DATA TO USE:
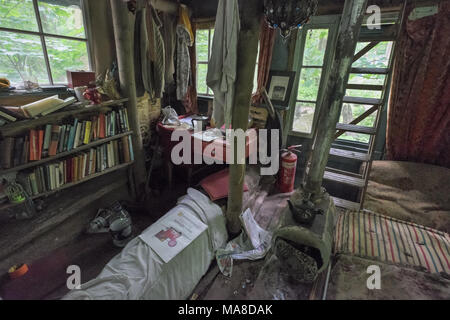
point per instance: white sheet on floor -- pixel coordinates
(139, 273)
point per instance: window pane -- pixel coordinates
(377, 57)
(210, 42)
(201, 45)
(62, 17)
(22, 58)
(303, 117)
(353, 136)
(66, 55)
(308, 87)
(18, 14)
(367, 79)
(363, 93)
(352, 111)
(202, 70)
(315, 46)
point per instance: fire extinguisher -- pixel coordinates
(286, 177)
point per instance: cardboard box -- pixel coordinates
(79, 78)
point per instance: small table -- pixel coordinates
(165, 133)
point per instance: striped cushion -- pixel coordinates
(377, 237)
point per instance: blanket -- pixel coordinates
(414, 192)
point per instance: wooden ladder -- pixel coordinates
(360, 180)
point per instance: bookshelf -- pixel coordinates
(119, 134)
(64, 154)
(16, 128)
(85, 179)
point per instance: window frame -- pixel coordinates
(209, 93)
(330, 22)
(42, 35)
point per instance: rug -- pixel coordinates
(377, 237)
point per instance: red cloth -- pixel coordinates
(419, 112)
(266, 42)
(216, 185)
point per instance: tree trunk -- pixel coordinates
(123, 34)
(330, 109)
(250, 15)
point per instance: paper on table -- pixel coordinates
(173, 232)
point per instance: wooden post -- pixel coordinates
(123, 34)
(250, 16)
(352, 17)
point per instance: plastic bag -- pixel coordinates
(170, 116)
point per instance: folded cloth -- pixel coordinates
(305, 250)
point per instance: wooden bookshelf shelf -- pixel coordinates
(85, 179)
(18, 127)
(64, 154)
(8, 205)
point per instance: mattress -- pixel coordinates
(138, 273)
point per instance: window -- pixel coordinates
(372, 86)
(41, 39)
(203, 42)
(310, 72)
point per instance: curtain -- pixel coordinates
(419, 111)
(266, 42)
(190, 101)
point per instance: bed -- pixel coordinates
(139, 273)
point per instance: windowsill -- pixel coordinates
(34, 92)
(203, 97)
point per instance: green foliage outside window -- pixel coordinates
(22, 55)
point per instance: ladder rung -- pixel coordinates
(341, 178)
(349, 154)
(358, 100)
(372, 87)
(370, 70)
(342, 203)
(355, 128)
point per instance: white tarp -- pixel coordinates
(139, 273)
(173, 232)
(252, 244)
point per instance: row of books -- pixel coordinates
(54, 175)
(53, 139)
(10, 114)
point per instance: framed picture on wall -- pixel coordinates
(279, 87)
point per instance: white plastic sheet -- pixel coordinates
(139, 273)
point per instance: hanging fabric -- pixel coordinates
(185, 39)
(169, 36)
(221, 74)
(419, 111)
(156, 52)
(266, 42)
(190, 101)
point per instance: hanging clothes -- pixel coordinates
(169, 37)
(221, 75)
(140, 53)
(156, 52)
(183, 61)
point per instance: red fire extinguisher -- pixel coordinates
(286, 177)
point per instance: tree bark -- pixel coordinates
(330, 109)
(123, 34)
(250, 12)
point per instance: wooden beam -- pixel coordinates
(250, 16)
(357, 120)
(364, 50)
(124, 34)
(331, 104)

WORK TO DO:
Rewrite all of the entries above with "quilt" substituted for "blanket", keeping everything else the same and leaving out the pictures.

TASK RESULT:
point per instance: white sheet on floor -- pixel coordinates
(139, 273)
point per instance: window pane -- pixel coordinates
(377, 57)
(210, 42)
(201, 45)
(62, 17)
(22, 58)
(303, 117)
(353, 136)
(66, 55)
(308, 87)
(18, 14)
(367, 79)
(363, 93)
(352, 111)
(202, 70)
(315, 46)
point per instance: fire extinguisher -- pixel coordinates
(286, 177)
point per instance: cardboard box -- pixel coordinates
(79, 78)
point per instance: small table -- pixel coordinates
(165, 133)
point per instance: striped cushion -- pixel coordinates
(377, 237)
point per instance: quilt -- pixel coordinates
(414, 192)
point per instance: wooden ladder -- pixel coordinates
(360, 180)
point per instance: bookshelf -- pixel coordinates
(119, 134)
(64, 154)
(16, 128)
(85, 179)
point per instance: window frame -- pixel coordinates
(209, 93)
(330, 22)
(42, 35)
point per instance: rug -- pixel coordinates
(377, 237)
point per instance: red cloth -- pixel coordinates
(419, 112)
(266, 42)
(216, 185)
point per instance: tree trunk -- pixel coordinates
(123, 34)
(330, 109)
(250, 15)
point per instance: paper on table -- pixel coordinates
(173, 232)
point per instance: wooden post -- pixel coordinates
(123, 34)
(250, 16)
(352, 17)
point per instance: plastic bag -- pixel coordinates
(170, 116)
point per instance: folded cloth -- pixel coordinates
(305, 250)
point per instance: wooden bookshelf shelf -- pixel coordinates
(85, 179)
(18, 127)
(64, 154)
(8, 205)
point per instance: mattress -- pixel coordinates
(138, 273)
point per instance: window -- pixel coordinates
(372, 86)
(41, 39)
(203, 42)
(310, 72)
point per instance: curtain -- pixel coordinates
(419, 111)
(266, 42)
(190, 101)
point per instance: bed -- pixel coordinates
(139, 273)
point per instance: windowsill -- pixel coordinates
(34, 92)
(203, 97)
point per instance: green foliage outside window -- pixel coordinates
(22, 55)
point per instance: ladder rung -- pixel coordinates
(341, 178)
(349, 154)
(358, 100)
(372, 87)
(370, 70)
(342, 203)
(355, 128)
point per instance: white tarp -- pixel coordinates
(139, 273)
(173, 232)
(252, 244)
point per instance: row of books -- pixel coordinates
(54, 175)
(53, 139)
(10, 114)
point per instance: framed picture on wall -- pixel coordinates
(279, 87)
point per instance: white plastic sheet -- pixel coordinates
(139, 273)
point per instance: hanging fabric -- pixel coordinates
(185, 39)
(169, 36)
(221, 74)
(419, 111)
(156, 52)
(266, 42)
(190, 101)
point per instance: hanging clothes -- pixel coordinates
(169, 37)
(221, 75)
(140, 53)
(156, 52)
(183, 61)
point per instance: red fire extinguisher -- pixel coordinates
(286, 177)
point per instance: tree bark -- pixel coordinates
(330, 109)
(123, 34)
(250, 12)
point per instance: wooden beam -- pixel coordinates
(250, 16)
(357, 120)
(364, 50)
(124, 34)
(331, 104)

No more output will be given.